● AUFGABENLISTE:
[a] Beantworten Sie anhand des Auszugs zur Digital-only-Pflicht die folgenden Fragen:
(i) Welche Nummer trägt das Urteil des Bundesgerichts?
(ii) Auf welchen Artikel der BV stützt sich die geltend gemachte Wirtschaftsfreiheit?
(iii) Welche beiden Anwaltsverbände begrüssen das Obligatorium grundsätzlich?
[b] Schreiben Sie aus dem Auszug zur Digital-only-Pflicht alles von „Das Bundesgericht weist“ bis hinunter zu „und Abs. 3 BV).“ buchstabengetreu ab.

● DOKUMENTAUSZUG:
Gegen diese Regelung gelangten eine in Zürich ansässige Anwaltskanzlei und ein im Anwalts­register des Kantons Aargau registrierter Rechtsanwalt mittels Beschwerde in öffentlich-recht­lichen Angelegenheiten ans Bundesgericht (abstrakte Normenkontrolle). Sie machten geltend, die «Digital-only-Pflicht» habe «unmittelbare Konsequenzen für die betriebliche Orga­nisation», weil «die Rechtsvertretung persönlich umdisponieren oder aber ihr Sekretariats­personal anders instru­ieren müsse als bisher». Der «Digitalisierungszwang» führe zudem zu Kosten und Änderungen bei der Aktenführung (E. 4.3.1). Er sei ein Eingriff in die Wirtschaftsfreiheit (Art. 27 BV), der nicht im öffentlichen Interesse liege und unverhältnismässig sei. Zudem verletze die Pflicht das BGFA.

 

Das Bundesgericht weist die Beschwerde mit Urteil 2C_113/2024 vom 2. Dezember 2024 ab (zur amtlichen Publikation vorgesehen). Zentral sind die folgenden Erwägungen:

 

  • Leichter Eingriff in die Wirtschaftsfreiheit (E. 4): Das Bundesgericht erachtet die Pflicht zur elektronischen Vornahme von Verfahrenshandlungen als einen leichten Eingriff in die Wirt­schafts­freiheit gemäss Art. 27 BV (freie Wahl der betrieblichen Sachmittel bzw. Ver­fahren sowie Organisationsautonomie). Deshalb prüft das Bundesgericht, ob der Ein­griff im öffentlichen Interesse liegt und verhältnismässig ist (Art. 36 Abs. 2 und Abs. 3 BV).

     

  • Öffentliches Interesse (E. 5): Das Bundesgericht betont mit Hinweis auf Bestimmungen in der Zürcher Kantonsverfassung, dass «im Kanton Zürich zweifellos ein beträchtliches öffentliches Interesse an möglichst effizienten bzw. raschen Verwaltungs- und Justiz­ver­fahren» bestehe (E. 5.5). Dazu könne der elektronische Geschäftsverkehr beitragen (E. 5.7). Entsprechend seien staatliche Stellen dazu berufen, das «mit der Digitalisierung einhergehende erhebliche Potenzial zur Verfahrensvereinfachung und -beschleunigung auszuschöpfen» (E. 5.10). Das Bundesgericht zitiert Studien, gemäss welchen die Digita­lisierung des Rechtsverkehrs ein Bedürfnis von Bevölkerung und Wirtschaft sei (E. 5.12). Das vorgesehene Obligatorium leiste einen wichtigen Beitrag zur Digitalisierung in der Ver­waltung und im Justizwesen (E. 5.10) und werde grundsätzlich auch vom Schweizerischen und vom Zürcher Anwaltsverband begrüsst (E. 5.13). Damit sei die «Digital-only-Pflicht» gemäss § 4d nVRG/ZH im öffentlichen Interesse.

● ROHDATEN:
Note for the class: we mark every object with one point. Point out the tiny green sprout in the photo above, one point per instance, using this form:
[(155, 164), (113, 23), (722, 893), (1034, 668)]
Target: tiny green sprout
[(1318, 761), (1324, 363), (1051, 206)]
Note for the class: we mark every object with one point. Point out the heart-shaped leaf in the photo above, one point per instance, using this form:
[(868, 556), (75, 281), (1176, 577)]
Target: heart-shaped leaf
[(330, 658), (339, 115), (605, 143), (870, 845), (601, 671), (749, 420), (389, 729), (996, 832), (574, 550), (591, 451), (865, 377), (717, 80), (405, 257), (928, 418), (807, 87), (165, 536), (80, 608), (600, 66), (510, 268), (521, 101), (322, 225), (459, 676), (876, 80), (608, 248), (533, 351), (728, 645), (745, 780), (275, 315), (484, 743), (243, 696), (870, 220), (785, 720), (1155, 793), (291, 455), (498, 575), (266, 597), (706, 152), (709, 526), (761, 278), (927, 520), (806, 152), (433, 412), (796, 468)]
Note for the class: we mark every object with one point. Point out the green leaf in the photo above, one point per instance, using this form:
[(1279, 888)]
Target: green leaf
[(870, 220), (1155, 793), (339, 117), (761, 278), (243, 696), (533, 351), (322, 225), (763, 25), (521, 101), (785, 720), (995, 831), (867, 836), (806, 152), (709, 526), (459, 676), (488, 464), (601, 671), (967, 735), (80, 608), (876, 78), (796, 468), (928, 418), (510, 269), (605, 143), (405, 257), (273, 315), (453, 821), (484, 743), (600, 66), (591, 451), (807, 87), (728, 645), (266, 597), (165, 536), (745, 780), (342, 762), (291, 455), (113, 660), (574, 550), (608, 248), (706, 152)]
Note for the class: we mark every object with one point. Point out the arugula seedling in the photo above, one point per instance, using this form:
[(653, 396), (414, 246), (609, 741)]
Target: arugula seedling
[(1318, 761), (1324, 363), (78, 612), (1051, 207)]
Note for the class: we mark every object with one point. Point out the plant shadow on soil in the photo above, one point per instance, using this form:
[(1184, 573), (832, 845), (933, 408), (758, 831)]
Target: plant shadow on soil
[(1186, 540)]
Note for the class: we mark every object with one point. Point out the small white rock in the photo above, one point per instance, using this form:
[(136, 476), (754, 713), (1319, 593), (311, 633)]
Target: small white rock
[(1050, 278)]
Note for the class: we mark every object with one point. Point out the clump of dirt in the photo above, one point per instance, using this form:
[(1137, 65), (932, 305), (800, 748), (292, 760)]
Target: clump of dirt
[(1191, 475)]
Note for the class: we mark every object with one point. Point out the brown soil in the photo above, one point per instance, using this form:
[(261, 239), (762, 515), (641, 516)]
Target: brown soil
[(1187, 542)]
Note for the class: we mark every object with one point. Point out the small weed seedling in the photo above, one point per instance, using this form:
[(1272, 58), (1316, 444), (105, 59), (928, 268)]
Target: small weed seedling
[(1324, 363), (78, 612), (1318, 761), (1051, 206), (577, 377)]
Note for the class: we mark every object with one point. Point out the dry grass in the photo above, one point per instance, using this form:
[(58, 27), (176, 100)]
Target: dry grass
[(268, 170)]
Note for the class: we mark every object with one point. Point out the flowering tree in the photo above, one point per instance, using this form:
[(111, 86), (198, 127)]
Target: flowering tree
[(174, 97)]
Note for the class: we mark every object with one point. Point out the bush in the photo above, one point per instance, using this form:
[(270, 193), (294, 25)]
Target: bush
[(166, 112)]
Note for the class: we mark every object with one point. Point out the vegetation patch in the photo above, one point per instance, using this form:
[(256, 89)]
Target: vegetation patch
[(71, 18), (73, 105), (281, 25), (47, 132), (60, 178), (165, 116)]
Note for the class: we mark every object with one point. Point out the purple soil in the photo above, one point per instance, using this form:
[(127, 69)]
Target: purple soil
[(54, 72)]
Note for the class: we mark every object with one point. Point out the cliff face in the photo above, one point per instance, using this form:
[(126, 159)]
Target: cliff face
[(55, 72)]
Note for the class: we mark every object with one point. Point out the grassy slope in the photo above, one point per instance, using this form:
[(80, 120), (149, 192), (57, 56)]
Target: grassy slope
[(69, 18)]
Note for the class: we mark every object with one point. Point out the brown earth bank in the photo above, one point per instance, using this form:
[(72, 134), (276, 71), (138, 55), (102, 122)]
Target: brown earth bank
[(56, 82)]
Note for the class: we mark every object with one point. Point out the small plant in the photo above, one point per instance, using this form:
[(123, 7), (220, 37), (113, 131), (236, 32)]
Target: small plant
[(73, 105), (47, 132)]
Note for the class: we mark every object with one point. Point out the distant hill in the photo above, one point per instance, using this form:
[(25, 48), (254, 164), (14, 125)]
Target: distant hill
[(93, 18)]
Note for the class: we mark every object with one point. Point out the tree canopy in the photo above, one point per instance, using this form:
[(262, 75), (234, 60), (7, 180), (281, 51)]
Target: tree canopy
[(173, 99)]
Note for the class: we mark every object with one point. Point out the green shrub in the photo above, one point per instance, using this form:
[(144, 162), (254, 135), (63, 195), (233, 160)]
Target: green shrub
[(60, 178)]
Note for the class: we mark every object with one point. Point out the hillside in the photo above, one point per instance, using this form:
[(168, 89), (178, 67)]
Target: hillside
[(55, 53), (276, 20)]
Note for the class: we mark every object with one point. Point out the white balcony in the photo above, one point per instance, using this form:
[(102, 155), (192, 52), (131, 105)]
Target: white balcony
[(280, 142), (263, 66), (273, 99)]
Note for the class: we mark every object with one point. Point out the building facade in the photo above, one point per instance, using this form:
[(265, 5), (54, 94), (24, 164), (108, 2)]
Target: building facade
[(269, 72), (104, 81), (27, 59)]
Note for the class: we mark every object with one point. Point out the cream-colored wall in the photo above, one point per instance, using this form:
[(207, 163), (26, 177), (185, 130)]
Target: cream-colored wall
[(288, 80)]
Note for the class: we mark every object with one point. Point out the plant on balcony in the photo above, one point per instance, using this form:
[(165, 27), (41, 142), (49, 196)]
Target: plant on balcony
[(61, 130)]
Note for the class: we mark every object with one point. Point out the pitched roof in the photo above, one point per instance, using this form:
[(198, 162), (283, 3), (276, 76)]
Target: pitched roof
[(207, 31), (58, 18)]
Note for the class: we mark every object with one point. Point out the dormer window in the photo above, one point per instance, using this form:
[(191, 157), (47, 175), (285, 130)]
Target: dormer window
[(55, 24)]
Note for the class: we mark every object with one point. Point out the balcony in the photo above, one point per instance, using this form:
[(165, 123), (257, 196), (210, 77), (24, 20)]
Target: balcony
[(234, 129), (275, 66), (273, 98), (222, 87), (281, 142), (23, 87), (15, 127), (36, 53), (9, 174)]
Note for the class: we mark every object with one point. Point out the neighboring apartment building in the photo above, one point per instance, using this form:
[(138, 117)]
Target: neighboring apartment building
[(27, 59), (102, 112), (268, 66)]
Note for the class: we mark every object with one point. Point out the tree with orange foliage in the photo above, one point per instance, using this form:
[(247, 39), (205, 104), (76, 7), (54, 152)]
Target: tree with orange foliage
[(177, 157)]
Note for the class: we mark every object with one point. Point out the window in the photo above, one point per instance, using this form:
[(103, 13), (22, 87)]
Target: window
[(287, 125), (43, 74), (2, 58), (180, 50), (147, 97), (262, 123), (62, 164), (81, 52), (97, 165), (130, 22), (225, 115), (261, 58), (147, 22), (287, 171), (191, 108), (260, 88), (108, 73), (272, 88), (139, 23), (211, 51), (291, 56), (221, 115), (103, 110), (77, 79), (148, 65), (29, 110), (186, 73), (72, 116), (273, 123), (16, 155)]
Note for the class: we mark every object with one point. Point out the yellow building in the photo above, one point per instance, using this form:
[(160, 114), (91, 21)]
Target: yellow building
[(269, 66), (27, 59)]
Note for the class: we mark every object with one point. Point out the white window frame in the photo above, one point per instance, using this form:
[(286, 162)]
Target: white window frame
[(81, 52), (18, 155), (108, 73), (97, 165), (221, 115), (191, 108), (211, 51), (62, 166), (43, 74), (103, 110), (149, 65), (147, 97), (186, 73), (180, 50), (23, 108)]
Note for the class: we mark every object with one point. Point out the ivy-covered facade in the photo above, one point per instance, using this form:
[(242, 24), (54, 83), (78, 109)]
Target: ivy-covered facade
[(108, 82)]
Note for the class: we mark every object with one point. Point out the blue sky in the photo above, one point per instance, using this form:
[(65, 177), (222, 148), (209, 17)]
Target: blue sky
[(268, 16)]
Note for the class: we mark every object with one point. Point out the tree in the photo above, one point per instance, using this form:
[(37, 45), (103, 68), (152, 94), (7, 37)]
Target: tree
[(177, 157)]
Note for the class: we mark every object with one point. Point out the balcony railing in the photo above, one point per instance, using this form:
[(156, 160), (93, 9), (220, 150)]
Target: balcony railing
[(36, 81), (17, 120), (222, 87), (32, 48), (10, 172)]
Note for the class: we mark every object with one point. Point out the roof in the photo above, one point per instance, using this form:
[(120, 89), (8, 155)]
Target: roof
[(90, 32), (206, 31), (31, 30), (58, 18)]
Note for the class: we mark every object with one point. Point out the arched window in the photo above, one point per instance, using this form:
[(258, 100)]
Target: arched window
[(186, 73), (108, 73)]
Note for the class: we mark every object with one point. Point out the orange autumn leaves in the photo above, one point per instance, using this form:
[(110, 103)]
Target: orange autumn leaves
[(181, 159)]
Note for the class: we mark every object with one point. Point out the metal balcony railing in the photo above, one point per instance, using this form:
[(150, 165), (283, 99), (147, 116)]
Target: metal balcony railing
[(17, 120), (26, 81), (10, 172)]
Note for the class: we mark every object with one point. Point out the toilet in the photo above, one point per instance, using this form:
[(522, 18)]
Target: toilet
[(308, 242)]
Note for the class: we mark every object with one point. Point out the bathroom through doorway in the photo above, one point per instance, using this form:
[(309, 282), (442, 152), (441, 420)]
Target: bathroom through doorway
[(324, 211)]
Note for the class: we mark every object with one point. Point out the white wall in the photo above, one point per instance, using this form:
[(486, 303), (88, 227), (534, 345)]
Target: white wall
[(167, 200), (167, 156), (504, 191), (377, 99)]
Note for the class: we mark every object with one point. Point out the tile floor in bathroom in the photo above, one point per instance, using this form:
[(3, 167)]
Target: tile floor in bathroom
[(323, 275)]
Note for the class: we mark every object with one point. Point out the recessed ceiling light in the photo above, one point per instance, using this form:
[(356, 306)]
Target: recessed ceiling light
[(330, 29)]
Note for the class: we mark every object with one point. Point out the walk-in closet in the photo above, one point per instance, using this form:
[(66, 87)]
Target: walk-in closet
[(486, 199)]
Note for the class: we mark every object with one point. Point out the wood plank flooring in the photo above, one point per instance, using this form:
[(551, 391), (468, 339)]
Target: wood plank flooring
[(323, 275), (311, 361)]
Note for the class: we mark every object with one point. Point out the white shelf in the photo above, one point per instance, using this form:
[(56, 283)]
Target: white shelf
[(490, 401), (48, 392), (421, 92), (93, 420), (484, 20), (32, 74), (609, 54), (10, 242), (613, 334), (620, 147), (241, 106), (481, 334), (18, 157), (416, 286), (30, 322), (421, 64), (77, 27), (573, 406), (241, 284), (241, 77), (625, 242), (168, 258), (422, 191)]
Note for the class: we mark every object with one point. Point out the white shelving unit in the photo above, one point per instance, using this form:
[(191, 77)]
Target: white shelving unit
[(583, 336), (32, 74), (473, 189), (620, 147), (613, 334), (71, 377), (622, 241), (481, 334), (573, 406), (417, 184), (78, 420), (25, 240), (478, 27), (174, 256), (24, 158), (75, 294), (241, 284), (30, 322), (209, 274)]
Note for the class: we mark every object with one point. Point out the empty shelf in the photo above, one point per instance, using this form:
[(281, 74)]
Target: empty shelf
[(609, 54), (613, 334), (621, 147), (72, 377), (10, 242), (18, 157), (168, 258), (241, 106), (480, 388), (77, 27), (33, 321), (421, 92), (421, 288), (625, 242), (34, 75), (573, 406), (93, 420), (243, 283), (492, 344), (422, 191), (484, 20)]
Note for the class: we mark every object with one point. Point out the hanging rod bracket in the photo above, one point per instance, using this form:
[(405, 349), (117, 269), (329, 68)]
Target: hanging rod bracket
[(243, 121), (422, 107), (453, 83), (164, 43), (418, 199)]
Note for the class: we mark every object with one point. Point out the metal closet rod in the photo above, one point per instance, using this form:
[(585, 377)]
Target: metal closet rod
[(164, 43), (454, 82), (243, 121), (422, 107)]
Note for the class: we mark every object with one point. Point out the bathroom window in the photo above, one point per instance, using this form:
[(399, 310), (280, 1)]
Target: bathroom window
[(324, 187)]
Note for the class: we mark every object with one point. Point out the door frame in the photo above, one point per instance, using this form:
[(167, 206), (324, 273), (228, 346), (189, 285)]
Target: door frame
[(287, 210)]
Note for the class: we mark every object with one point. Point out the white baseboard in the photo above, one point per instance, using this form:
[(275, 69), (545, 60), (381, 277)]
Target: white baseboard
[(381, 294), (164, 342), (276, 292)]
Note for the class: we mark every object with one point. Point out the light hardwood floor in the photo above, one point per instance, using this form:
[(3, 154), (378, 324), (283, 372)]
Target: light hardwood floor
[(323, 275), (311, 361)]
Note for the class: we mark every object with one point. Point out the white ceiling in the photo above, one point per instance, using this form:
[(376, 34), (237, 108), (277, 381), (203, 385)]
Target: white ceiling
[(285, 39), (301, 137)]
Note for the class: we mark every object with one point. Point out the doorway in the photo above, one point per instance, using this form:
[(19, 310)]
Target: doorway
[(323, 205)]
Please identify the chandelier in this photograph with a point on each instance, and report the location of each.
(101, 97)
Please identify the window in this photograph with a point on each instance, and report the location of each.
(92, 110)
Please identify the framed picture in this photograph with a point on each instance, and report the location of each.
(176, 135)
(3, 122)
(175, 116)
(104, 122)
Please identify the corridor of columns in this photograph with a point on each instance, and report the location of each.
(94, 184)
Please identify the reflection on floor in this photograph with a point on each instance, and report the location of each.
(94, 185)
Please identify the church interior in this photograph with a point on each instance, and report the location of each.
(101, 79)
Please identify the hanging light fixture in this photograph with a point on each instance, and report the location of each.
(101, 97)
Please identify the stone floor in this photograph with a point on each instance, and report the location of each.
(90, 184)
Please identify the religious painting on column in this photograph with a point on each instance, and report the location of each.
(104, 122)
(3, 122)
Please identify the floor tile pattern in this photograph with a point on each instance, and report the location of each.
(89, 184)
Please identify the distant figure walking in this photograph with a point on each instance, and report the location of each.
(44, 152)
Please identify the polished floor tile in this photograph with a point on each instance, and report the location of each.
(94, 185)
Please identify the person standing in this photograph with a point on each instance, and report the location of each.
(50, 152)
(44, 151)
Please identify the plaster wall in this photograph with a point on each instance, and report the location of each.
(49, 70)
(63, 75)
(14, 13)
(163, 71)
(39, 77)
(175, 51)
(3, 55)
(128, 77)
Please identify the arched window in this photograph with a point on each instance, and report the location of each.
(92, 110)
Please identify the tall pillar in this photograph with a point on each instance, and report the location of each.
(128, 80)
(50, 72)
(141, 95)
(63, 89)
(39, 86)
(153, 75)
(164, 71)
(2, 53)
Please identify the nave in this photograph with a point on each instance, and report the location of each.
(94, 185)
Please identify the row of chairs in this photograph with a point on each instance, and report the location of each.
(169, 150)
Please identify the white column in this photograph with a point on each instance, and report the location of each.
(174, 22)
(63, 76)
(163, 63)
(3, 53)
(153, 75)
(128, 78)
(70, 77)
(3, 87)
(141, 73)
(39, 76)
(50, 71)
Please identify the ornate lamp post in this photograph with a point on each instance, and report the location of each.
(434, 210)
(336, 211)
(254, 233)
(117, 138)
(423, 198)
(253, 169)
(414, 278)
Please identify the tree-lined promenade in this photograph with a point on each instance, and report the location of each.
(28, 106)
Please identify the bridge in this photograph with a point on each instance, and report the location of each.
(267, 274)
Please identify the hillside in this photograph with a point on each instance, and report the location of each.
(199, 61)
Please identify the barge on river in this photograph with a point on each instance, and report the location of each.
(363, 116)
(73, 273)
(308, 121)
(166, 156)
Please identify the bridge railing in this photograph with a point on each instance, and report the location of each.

● LÖSUNGEN:
[a]
(i) 2C_113/2024
(ii) Art. 27 BV
(iii) Der Schweizerische und der Zürcher Anwaltsverband

[b]
Das Bundesgericht weist die Beschwerde mit Urteil 2C_113/2024 vom 2. Dezember 2024 ab (zur amtlichen Publikation vorgesehen). Zentral sind die folgenden Erwägungen:

 

  • Leichter Eingriff in die Wirtschaftsfreiheit (E. 4): Das Bundesgericht erachtet die Pflicht zur elektronischen Vornahme von Verfahrenshandlungen als einen leichten Eingriff in die Wirt­schafts­freiheit gemäss Art. 27 BV (freie Wahl der betrieblichen Sachmittel bzw. Ver­fahren sowie Organisationsautonomie). Deshalb prüft das Bundesgericht, ob der Ein­griff im öffentlichen Interesse liegt und verhältnismässig ist (Art. 36 Abs. 2 und Abs. 3 BV).